* **What to do**:
Will you give the material below again, every line exactly as it is?
-- begin --
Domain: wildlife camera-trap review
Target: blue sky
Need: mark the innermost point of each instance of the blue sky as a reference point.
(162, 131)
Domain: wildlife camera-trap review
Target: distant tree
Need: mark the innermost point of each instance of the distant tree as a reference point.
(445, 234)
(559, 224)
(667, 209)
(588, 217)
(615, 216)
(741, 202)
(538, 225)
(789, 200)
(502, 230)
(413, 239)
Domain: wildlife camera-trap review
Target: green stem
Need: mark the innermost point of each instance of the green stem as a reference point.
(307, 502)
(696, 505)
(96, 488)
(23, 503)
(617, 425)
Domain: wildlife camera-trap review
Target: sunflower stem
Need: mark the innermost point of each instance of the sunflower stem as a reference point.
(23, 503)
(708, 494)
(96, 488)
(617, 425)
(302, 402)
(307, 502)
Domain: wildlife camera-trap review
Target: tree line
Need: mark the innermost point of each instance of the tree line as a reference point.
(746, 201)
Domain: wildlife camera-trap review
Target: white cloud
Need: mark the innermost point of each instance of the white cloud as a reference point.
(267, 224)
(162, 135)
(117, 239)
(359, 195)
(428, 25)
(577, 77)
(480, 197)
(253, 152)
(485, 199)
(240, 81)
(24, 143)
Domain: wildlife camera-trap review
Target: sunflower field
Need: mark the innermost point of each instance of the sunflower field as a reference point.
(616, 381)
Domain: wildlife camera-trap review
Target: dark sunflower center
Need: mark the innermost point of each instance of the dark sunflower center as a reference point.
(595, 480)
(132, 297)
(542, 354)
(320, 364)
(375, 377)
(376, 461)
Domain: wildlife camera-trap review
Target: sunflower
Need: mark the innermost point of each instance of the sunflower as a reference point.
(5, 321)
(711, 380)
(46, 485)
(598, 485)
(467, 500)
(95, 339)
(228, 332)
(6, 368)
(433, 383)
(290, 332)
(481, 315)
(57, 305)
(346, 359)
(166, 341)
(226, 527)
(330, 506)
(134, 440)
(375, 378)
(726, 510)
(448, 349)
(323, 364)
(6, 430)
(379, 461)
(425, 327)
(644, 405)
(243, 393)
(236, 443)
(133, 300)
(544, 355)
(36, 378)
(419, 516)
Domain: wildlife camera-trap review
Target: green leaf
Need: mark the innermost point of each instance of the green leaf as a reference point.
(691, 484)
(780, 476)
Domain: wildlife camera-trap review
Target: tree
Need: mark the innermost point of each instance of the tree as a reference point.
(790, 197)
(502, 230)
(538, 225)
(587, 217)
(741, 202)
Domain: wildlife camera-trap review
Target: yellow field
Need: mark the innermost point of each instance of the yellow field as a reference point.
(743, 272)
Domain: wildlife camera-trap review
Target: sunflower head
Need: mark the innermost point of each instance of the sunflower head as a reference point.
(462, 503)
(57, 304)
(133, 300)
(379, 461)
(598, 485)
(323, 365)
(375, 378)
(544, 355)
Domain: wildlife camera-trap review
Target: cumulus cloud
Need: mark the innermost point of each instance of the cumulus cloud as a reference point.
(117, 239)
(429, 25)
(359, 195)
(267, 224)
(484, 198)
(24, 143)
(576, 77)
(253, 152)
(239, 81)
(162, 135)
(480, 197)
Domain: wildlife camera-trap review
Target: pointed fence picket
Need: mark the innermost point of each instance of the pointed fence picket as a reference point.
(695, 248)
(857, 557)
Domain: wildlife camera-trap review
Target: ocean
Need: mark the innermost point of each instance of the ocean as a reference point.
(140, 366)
-- end --
* **Answer for this exercise**:
Domain: wildlife camera-trap review
Target: blue sky
Need: mark the innermost point of each instance of the blue sky as a reference point.
(162, 131)
Domain: wildlife camera-trap review
Target: distant tree
Need: mark the innermost point of each instance of the distant tree as a reference point.
(445, 234)
(559, 224)
(667, 209)
(588, 217)
(615, 216)
(741, 202)
(538, 225)
(789, 200)
(502, 230)
(413, 239)
Domain: wildlife camera-trap review
Target: green stem
Need: mark the innermost point of each instance of the green stem as a reference point.
(307, 502)
(696, 505)
(96, 488)
(23, 503)
(617, 425)
Domain: wildlife camera-trap review
Target: sunflower stem
Need: mark the innermost point of each instance of the sunflower stem as a reference point.
(23, 503)
(708, 494)
(96, 488)
(617, 425)
(302, 402)
(307, 502)
Domain: wildlife camera-trap review
Target: tree line
Need: mark the innermost point of each instance of the tree line as a reference point.
(746, 201)
Domain: wildlife camera-trap review
Target: white cloud
Need: mark the innermost point of each instance of the white cloud as a reference point.
(267, 224)
(162, 135)
(117, 239)
(359, 195)
(428, 25)
(577, 77)
(480, 197)
(253, 152)
(485, 199)
(240, 81)
(24, 143)
Domain: wildlife camera-trap review
Target: sunflower field
Need: mark the innermost point of each instance of the sunflower field as a reference point.
(616, 381)
Domain: wildlife camera-trap review
Target: dark sunflower center
Need: mark the innermost point of each instance of the dark sunflower center as a reference point.
(595, 480)
(132, 297)
(542, 354)
(320, 364)
(375, 377)
(376, 461)
Domain: wildlife camera-trap review
Target: sunflower
Need: mark the innermost point of each instance of the sunflower as a reference point.
(5, 321)
(711, 380)
(46, 485)
(598, 485)
(467, 500)
(95, 339)
(228, 332)
(6, 368)
(433, 383)
(290, 332)
(481, 315)
(57, 305)
(346, 359)
(166, 341)
(226, 527)
(330, 506)
(134, 440)
(375, 378)
(726, 510)
(448, 349)
(323, 364)
(6, 430)
(379, 461)
(425, 327)
(644, 405)
(243, 393)
(236, 443)
(133, 300)
(544, 355)
(36, 378)
(419, 516)
Domain: wildlife camera-trap review
Target: green leaf
Need: mark the innermost point of each instance of the green leaf as a reference point.
(691, 484)
(780, 476)
Domain: wildlife camera-trap review
Target: tree
Need: mark the innermost point of each instance of the tree as a reference point.
(790, 197)
(502, 230)
(538, 225)
(587, 217)
(741, 202)
Domain: wildlife camera-trap review
Target: yellow field
Need: mark the innermost point of each instance of the yellow field as a reference point.
(743, 272)
Domain: wildlife camera-trap review
Target: sunflower head
Need: mark the innermost point of each instance of the sunflower head as a reference point.
(462, 503)
(57, 304)
(133, 300)
(379, 461)
(598, 485)
(323, 365)
(375, 378)
(544, 355)
Domain: wildlife camera-trap review
Target: cumulus cloud
Need: mark the innermost point of each instance of the cumulus cloud as a reference point.
(117, 239)
(429, 25)
(359, 195)
(267, 224)
(484, 198)
(24, 143)
(576, 77)
(253, 152)
(239, 81)
(162, 135)
(480, 197)
Domain: wildlife camera-trap review
Target: pointed fence picket
Need: mark the innermost point of each instance of the pointed fence picket as a reference point.
(695, 248)
(857, 557)
Domain: wildlife camera-trap review
Target: ocean
Need: mark the innermost point of each instance of the ocean as a reference point.
(140, 366)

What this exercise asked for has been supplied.